Please recast all of the material below as a numbered list with one item per line, skipping any blank lines and leaving the pictures out.

* START Working data *

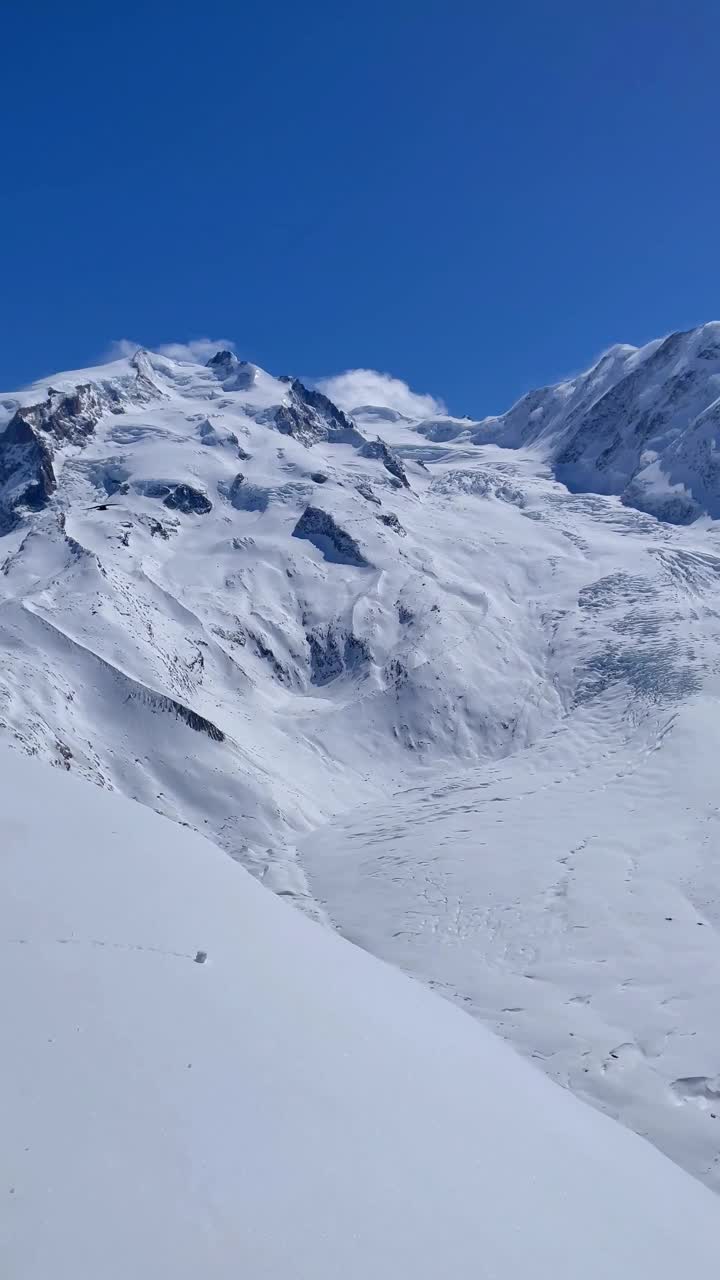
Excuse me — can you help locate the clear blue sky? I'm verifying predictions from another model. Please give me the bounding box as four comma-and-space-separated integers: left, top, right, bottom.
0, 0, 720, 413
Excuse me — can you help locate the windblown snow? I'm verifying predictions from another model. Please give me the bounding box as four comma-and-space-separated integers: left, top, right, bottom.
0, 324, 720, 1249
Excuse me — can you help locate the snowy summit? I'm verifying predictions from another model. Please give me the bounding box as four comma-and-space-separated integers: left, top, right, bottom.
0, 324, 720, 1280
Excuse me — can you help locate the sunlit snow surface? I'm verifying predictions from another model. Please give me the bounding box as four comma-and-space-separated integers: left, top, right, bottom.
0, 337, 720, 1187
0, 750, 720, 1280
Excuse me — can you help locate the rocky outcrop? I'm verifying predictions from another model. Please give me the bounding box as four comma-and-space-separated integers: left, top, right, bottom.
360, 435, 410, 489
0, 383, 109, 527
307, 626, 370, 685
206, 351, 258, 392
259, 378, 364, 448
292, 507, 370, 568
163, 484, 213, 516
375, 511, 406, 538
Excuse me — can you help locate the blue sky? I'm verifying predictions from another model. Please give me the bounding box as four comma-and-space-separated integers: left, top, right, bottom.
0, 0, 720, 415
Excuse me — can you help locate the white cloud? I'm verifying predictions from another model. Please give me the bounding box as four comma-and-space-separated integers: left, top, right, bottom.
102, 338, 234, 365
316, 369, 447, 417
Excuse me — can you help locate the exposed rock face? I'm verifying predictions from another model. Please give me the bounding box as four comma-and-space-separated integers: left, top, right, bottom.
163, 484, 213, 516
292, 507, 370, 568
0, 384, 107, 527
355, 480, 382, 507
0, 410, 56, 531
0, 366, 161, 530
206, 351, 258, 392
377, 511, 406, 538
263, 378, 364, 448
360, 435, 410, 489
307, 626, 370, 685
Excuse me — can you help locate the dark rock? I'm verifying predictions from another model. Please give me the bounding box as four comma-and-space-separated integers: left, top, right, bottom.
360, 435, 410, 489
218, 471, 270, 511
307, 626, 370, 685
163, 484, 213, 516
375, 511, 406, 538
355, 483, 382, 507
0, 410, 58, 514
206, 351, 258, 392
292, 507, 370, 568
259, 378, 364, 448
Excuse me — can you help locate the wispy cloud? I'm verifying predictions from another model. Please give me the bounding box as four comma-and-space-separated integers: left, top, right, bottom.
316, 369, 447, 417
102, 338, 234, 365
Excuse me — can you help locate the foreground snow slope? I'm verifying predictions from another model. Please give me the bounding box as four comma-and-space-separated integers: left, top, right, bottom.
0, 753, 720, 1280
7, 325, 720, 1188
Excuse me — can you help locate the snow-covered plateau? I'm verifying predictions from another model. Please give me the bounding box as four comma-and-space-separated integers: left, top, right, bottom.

* END Working data *

Correct answer:
1. Excuse me — can you help locate the clear blue sky? I'm verifying predictions from another model. Please give me the bounding box as four comma-and-space-separated integers: left, top, right, bottom.
2. 0, 0, 720, 413
3. Excuse me — can you help locate the windblown snow? I'm verifying predictions from another model. Please give me the bounding box as four comma-and-space-separated integers: left, top, right, bottom.
4. 0, 324, 720, 1249
5. Excuse me — can you help locate the snowy summit? I'm verifying predictions from another model. Please give me the bounding box as four comma-and-space-separated integers: left, top, right, bottom.
6. 0, 324, 720, 1280
7. Excuse me — can you help locate the sunlit snow surface? I'm verifying predictions from another model. Please give me the bounding box as four comma-and-space-separated integers: left, top, right, bottom.
8. 0, 337, 720, 1187
9. 0, 750, 720, 1280
10. Excuse me — can you help locate the rocky outcrop? I'm verifying predictions from another model. Please give me the bounding box as four comma-and-space-separated integers: left, top, right, bottom.
11. 360, 435, 410, 489
12. 0, 383, 109, 527
13. 307, 626, 370, 685
14. 206, 351, 258, 392
15. 259, 378, 364, 448
16. 292, 507, 370, 568
17. 163, 484, 213, 516
18. 375, 511, 406, 538
19. Excuse me — can you help locate the blue sky? I'm verifying predictions from another model. Please give me the bounding box as four comma-and-space-separated integers: left, top, right, bottom.
20. 0, 0, 720, 415
21. Excuse me — can you help locate the white cloud? I'm verifying predictions from another model. Please give me the bounding box as four comma-and-space-separated integers: left, top, right, bottom.
22. 102, 338, 234, 365
23. 316, 369, 447, 417
24. Excuse me — can you help locate the exposed rock face? I'm verifying predictions from another model. Please give me the bounding box as four comma-and-space-separated integers: left, top, right, bottom.
25. 163, 484, 213, 516
26. 292, 507, 370, 568
27. 0, 384, 107, 527
28. 355, 480, 382, 507
29. 0, 410, 56, 531
30. 0, 366, 161, 530
31. 206, 351, 258, 392
32. 377, 511, 406, 538
33. 263, 378, 364, 448
34. 360, 435, 410, 489
35. 307, 626, 370, 685
36. Excuse me — can you help locate the dark rock? I'm verifying predictions from another model. Please give me the bounding box as four comma-and-space-separated integers: left, top, right, bottom.
37. 360, 435, 410, 489
38. 218, 471, 270, 511
39. 307, 626, 370, 685
40. 163, 484, 213, 516
41. 375, 511, 406, 538
42. 355, 483, 382, 507
43. 0, 410, 58, 514
44. 206, 351, 258, 392
45. 292, 507, 370, 568
46. 259, 378, 364, 448
47. Excuse me — can you help locate the wispy cloud? I'm verifying predictions from another model. Please give me the bounding box as four comma-and-space-separated integers: left, top, right, bottom.
48. 316, 369, 447, 417
49. 102, 338, 234, 365
50. Excuse me — can you help locate the foreground snow slope? I'm verifying predictions from another model. Please give me the bounding box as four comma-and-space-separated integers: left, top, right, bottom.
51. 0, 753, 720, 1280
52. 7, 325, 720, 1188
53. Excuse me — can you help locate the snow-covered plateau? I'm verifying predictions from another model. Please give me the bounding box as four comma-and-space-separated integers: left, top, right, bottom.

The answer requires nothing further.